問題 ->
**a.** 放熱性アルミニウム塗装材についての本文を読んで、次の問いに答えてください。
(i) 塗膜の厚さはどの範囲とされていますか。
(ii) 第二のポリエステル樹脂のガラス転移温度はどの範囲ですか。
(iii) 自然空冷よりも有効だと知られているのは何ですか。
**b.** 放熱性アルミニウム塗装材についての本文を、最後の文の後から書き進めてください。

本文 ->
☆ ☆ ☆ ☆

【解決手段】アルミニウム基材と、当該アルミニウム基材の少なくとも一方の表面に形成した化成皮膜と、当該化成皮膜上に形成した塗膜とを含む放熱性アルミニウム塗装材であって、前記塗膜は、10000〜20000の数平均分子量と40〜70℃のガラス転移温度を有する第一のポリエステル樹脂100重量部に対して、メラミン樹脂1〜50重量部を配合して架橋され、更に、前記第一のポリエステル樹脂100重量部に対して、平均粒子径が0.001〜0.070μmのアルミナ10〜80重量部を配合して形成されており、5〜25μmの塗膜厚と0.83以上の赤外線積分放射率を有することを特徴とする放熱性アルミニウム塗装材。
アルミニウム基材と、当該アルミニウム基材の少なくとも一方の表面に形成した化成皮膜と、当該化成皮膜上に形成した塗膜とを含む放熱性アルミニウム塗装材であって、前記塗膜は、10000〜20000の数平均分子量と40〜70℃のガラス転移温度を有する第一のポリエステル樹脂100重量部に対して、メラミン樹脂1〜50重量部を配合して架橋され、更に、前記第一のポリエステル樹脂100重量部に対して、平均粒子径が0.001〜0.070μmのアルミナ10〜80重量部を配合して形成されており、5〜25μmの塗膜厚と0.83以上の赤外線積分放射率を有することを特徴とする放熱性アルミニウム塗装材。
アルミニウム基材と、当該アルミニウム基材の少なくとも一方の表面に形成した化成皮膜と、当該化成皮膜上に形成した塗膜とを含む放熱性アルミニウム塗装材であって、前記塗膜は、10000〜20000の数平均分子量と40〜70℃のガラス転移温度を有する第一のポリエステル樹脂と10000〜20000の数平均分子量と−20〜20℃のガラス転移温度を有する第二のポリエステル樹脂との合計100重量部に対して、メラミン樹脂1〜50重量部を配合して架橋され、更に、前記第一及び第二のポリエステル樹脂の100重量部に対して、平均粒子径が0.001〜0.070μmのアルミナ10〜80重量部を配合して形成されており、前記第一のポリエステル樹脂:第二のポリエステル樹脂の重量割合が、20:80〜70:30であり、前記塗膜が5〜25μmの塗膜厚と0.83以上の赤外線積分放射率を有することを特徴とする放熱性アルミニウム塗装材。
【背景技術】
【0002】
電子機器に組み込まれる電子部品の小型化、高性能高集積化により、電子機器内部が高温化する。これによる電子機器の誤動作や寿命低下を防止する為、熱を効率よく電子機器筐体の外部へ排出することが重要な課題となっている。このような課題に対し、自然空冷よりもファンを用いた強制空冷が有効であることが知られている。具体的には、電子機器筐体に開口部を設け、更に、その周辺に設けたファンを作動させて、電子機器内部で発生する熱を外部に排出するものである。

☆ ☆ ☆ ☆

データ ->
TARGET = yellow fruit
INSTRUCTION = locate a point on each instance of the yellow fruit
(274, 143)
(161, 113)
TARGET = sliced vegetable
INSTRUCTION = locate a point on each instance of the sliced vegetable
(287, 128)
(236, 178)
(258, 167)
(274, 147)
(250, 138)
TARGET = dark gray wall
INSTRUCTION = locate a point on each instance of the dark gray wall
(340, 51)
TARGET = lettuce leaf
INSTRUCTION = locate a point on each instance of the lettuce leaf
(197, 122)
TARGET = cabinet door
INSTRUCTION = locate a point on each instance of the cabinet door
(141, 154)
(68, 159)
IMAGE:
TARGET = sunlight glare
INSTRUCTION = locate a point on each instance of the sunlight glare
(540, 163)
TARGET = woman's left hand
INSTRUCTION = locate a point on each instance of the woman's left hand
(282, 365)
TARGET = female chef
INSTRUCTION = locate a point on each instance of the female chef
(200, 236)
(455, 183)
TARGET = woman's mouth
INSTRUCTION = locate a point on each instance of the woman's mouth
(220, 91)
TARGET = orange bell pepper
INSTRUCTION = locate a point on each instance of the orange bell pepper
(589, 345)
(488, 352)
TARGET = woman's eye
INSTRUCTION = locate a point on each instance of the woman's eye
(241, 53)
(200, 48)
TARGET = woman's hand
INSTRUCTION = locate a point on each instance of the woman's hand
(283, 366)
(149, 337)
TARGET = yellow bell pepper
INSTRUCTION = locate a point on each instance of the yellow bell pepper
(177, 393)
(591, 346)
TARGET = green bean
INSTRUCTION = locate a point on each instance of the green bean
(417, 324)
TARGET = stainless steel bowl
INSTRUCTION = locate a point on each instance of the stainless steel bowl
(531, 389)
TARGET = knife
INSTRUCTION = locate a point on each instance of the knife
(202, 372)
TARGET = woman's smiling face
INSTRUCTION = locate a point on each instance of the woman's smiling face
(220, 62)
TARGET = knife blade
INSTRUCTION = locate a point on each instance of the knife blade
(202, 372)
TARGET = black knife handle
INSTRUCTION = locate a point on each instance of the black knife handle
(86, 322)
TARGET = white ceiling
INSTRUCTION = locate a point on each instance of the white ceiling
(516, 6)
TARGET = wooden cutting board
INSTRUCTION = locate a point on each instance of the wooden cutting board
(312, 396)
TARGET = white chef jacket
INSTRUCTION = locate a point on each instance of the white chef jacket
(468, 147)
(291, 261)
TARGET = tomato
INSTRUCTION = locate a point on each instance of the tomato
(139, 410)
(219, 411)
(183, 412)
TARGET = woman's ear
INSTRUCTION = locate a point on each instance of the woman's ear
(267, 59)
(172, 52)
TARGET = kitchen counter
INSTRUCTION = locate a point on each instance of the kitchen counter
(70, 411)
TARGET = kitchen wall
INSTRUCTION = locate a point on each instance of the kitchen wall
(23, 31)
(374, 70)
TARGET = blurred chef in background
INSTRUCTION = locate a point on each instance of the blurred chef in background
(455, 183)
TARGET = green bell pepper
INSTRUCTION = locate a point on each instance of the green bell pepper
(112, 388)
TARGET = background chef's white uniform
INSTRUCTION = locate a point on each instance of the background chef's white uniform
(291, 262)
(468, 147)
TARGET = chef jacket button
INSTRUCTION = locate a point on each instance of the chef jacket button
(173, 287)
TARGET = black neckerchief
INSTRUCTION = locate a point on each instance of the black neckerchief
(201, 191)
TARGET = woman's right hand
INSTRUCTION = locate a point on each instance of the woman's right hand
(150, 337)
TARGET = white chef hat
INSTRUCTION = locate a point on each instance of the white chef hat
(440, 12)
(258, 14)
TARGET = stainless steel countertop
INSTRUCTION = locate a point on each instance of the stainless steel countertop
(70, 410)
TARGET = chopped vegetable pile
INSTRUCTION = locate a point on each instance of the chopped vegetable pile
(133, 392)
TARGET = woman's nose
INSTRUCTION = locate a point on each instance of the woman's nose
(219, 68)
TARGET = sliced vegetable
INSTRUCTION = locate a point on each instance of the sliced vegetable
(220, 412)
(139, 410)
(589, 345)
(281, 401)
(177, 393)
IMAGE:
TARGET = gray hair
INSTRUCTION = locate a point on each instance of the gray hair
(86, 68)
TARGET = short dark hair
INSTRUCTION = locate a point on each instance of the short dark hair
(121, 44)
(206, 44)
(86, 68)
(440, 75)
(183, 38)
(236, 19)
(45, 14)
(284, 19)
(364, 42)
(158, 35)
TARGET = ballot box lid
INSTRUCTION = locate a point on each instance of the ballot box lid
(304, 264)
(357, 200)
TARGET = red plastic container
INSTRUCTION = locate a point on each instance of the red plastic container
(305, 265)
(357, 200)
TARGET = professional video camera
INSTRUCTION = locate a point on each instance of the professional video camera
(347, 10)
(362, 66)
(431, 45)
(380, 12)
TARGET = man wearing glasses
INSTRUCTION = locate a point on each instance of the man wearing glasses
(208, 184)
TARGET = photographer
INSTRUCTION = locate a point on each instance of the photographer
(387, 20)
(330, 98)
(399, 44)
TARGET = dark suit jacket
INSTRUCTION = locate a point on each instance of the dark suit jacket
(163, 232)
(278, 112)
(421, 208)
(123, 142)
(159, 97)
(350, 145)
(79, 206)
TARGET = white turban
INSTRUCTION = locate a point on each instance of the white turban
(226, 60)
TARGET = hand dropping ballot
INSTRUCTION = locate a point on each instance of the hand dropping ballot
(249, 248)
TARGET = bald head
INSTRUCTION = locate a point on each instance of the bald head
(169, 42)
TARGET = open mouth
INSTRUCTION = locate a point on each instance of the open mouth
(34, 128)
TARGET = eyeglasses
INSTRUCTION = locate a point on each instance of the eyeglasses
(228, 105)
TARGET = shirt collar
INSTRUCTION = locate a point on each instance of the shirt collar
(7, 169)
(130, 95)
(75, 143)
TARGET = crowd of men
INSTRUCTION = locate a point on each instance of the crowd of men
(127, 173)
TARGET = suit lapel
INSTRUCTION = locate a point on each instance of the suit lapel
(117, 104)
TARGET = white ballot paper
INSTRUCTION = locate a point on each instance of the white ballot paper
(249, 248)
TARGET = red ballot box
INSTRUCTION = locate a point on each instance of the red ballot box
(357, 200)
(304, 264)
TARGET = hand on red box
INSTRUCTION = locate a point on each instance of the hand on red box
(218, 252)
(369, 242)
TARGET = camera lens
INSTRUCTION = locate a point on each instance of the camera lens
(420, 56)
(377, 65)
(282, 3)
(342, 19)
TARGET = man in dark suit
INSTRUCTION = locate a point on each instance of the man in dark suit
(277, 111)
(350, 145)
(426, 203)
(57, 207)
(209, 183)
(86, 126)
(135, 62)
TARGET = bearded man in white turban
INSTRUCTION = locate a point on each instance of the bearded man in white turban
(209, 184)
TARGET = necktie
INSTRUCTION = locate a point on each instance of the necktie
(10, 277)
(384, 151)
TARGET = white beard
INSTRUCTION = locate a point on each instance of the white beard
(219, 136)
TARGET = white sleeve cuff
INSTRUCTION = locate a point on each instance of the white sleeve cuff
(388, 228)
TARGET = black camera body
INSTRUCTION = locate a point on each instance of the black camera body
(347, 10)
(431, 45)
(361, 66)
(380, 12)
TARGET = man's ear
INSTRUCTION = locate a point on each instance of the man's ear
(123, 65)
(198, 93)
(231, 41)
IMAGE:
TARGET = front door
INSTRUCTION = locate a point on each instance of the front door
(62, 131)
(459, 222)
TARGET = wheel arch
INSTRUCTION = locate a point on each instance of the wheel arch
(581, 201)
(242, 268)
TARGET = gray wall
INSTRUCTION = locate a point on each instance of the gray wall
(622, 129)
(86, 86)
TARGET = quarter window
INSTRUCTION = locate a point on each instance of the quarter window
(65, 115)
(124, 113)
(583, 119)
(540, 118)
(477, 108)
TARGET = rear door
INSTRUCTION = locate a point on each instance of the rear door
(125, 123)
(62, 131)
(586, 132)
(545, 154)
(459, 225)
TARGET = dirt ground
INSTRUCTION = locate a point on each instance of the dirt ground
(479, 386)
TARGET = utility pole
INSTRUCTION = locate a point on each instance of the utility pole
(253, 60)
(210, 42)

☆ ☆ ☆ ☆

問題ごとの答え ->
**a.**
(i) 5〜25μm
(ii) −20〜20℃
(iii) ファンを用いた強制空冷

**b.**
【0003】
しかしながら、この方法では、外部から水分や埃等が内部に侵入し易く、電子機器内部の電子回路がショートする場合があるという問題が残った。そこで、電子機器内部の温度上昇を防止するために、自然空冷を利用することが検討されている。自然空冷による空冷効率を高めるために、熱伝導率の高い材料を用いて高い放熱性を有する表面処理が行われる。樹脂材料と比較して、金属材料の熱伝導率は著しく高く、その中でもアルミニウム基材の熱伝導率が高い。また、高い放熱性を与える表面処理としては、Siを特定の成分量含有させたアルミニウム合金を陽極酸化する方法や、特定の粒径を有するグラファイトやカーボンブラックを特定量含有する塗料を塗装する方法が広く知られている。しかしながら、これらの表面処理したものは何れも、外観が黒色である。近年、電子機器の筐体には、非黒色が望まれる場合があり、前述した表面処理では、要求に対して答えられないという問題が残った。
【0004】
次に、冷暖房システムは一般に、室内の空気そのものを冷却したり、暖めたりして循環させる対流空調が主流となっている。このような場合、冷風や温風が人体に直接当たることが多く、不快に感じることがある。また、吹出口から発生する騒音や室内の温度ムラ等が問題となるケースがある。これに対し、放射空調システムでは、天井面や床面、側面等の温度を制御することで、気流感がなく音も静かにすることができる。また、送風による冷温風の空気対流がないため、場所による温度ムラを少なくすることが可能である。このような放射空調システムの中には、冷温水と放射パネル間の熱移動を制御するシステムがある。この場合、熱伝導率の高いアルミニウム基材を用い、放射パネルの冷温水と接触する側は熱抵抗を小さくする為に未塗装とし、室内側に高い放熱性を有し、かつ非黒色の表面処理を施すことが近年になって要求されている。
【0005】
放射空調システムの放射パネルには意匠性も求められ、板材に曲げ加工や絞り加工が施される。また、筐体においても、板材に曲げ加工や絞り加工を施すことによって、所定の形状に成形される。これらの製品の意匠性には当然に色彩も求められ、非黒色(例えば白色)であることが求められる。その為、非黒色で高い放熱性を有する表面処理が施されたアルミニウム材には優れた加工性が要求される。更に、成形後の運搬時や実際の使用時における清掃の際において、非黒色の高い放熱性を有する表面処理を施されたアルミニウム材には、優れた耐傷付き性も要求される。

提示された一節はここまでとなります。